_WHAT TO WORK ON_. Copy every record below, exactly as written.
◆ ◆ ◆
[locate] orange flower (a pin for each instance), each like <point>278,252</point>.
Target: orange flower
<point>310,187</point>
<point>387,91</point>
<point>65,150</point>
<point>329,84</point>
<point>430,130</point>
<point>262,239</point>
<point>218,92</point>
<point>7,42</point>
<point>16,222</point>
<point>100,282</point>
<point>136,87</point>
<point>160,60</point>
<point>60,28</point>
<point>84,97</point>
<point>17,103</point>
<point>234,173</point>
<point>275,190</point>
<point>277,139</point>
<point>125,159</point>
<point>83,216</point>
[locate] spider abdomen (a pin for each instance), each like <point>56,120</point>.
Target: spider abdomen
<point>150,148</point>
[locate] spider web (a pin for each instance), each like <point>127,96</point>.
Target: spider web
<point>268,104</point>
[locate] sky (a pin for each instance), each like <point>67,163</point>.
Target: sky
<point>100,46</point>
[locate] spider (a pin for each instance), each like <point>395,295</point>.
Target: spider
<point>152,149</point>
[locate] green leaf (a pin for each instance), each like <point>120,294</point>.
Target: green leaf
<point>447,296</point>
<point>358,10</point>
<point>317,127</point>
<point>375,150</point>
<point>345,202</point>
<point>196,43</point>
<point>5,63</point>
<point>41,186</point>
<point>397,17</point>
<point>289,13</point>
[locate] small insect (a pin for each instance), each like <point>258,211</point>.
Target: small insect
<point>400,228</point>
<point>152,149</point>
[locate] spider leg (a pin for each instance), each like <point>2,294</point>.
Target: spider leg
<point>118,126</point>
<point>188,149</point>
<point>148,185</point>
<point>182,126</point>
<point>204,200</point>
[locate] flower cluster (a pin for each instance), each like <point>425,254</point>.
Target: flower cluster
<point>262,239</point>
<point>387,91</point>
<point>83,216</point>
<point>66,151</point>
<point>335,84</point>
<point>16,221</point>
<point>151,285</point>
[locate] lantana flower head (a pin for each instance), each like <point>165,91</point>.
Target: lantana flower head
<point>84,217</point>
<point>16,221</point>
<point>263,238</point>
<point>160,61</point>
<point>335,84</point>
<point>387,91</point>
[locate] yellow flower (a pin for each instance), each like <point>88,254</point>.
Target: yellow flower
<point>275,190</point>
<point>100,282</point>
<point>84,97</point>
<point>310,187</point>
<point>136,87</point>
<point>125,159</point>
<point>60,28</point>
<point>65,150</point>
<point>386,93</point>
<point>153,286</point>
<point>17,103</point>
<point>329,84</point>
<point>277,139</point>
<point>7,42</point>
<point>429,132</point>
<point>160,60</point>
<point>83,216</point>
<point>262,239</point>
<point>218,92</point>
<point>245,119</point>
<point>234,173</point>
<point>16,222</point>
◆ ◆ ◆
_COMPLETE OUTPUT_.
[locate] orange flower (a pin for each instance), each like <point>278,252</point>.
Target: orange flower
<point>310,187</point>
<point>387,91</point>
<point>65,150</point>
<point>329,84</point>
<point>430,130</point>
<point>262,239</point>
<point>218,92</point>
<point>7,42</point>
<point>16,222</point>
<point>100,282</point>
<point>136,87</point>
<point>160,60</point>
<point>60,28</point>
<point>84,97</point>
<point>17,103</point>
<point>234,173</point>
<point>275,190</point>
<point>277,139</point>
<point>125,159</point>
<point>83,216</point>
[locate] spider abdomen (a pin for each instance), each like <point>56,120</point>.
Target: spider abdomen
<point>150,148</point>
[locate] spider web (a pin for each instance), each like <point>127,96</point>.
Target: spider web
<point>268,104</point>
[locate] sky (a pin for each instance), each like <point>67,163</point>.
Target: sky
<point>100,46</point>
[locate] spider (a pin for each instance), each like <point>395,295</point>.
Target: spider
<point>152,149</point>
[locate] green leaf (a pin for each instance), each like <point>120,294</point>.
Target: green leaf
<point>447,296</point>
<point>358,10</point>
<point>317,127</point>
<point>375,150</point>
<point>345,202</point>
<point>196,43</point>
<point>5,63</point>
<point>41,186</point>
<point>397,17</point>
<point>289,13</point>
[locate] small insect (a pin for each instance), each like <point>258,211</point>.
Target: small insect
<point>400,228</point>
<point>152,149</point>
[locate] spider leg (a pin for each instance), each like <point>2,294</point>.
Target: spider leg
<point>118,126</point>
<point>188,149</point>
<point>148,185</point>
<point>182,126</point>
<point>204,200</point>
[locate] flower cluster (a pin for each instance), each like <point>425,254</point>.
Target: flower cluster
<point>262,239</point>
<point>387,91</point>
<point>83,216</point>
<point>66,151</point>
<point>335,84</point>
<point>16,221</point>
<point>151,285</point>
[locate] lantana flower head (a pin for each instance), each like <point>165,91</point>.
Target: lantana flower head
<point>84,217</point>
<point>16,221</point>
<point>263,238</point>
<point>160,61</point>
<point>335,84</point>
<point>387,91</point>
[locate] yellow flower (a pin for each instance), each like <point>88,254</point>.
Target: yellow flower
<point>275,190</point>
<point>100,282</point>
<point>84,97</point>
<point>310,187</point>
<point>136,87</point>
<point>125,159</point>
<point>60,28</point>
<point>65,150</point>
<point>386,93</point>
<point>153,286</point>
<point>17,103</point>
<point>329,84</point>
<point>277,139</point>
<point>7,42</point>
<point>429,132</point>
<point>160,60</point>
<point>83,216</point>
<point>262,239</point>
<point>218,92</point>
<point>245,119</point>
<point>234,173</point>
<point>16,222</point>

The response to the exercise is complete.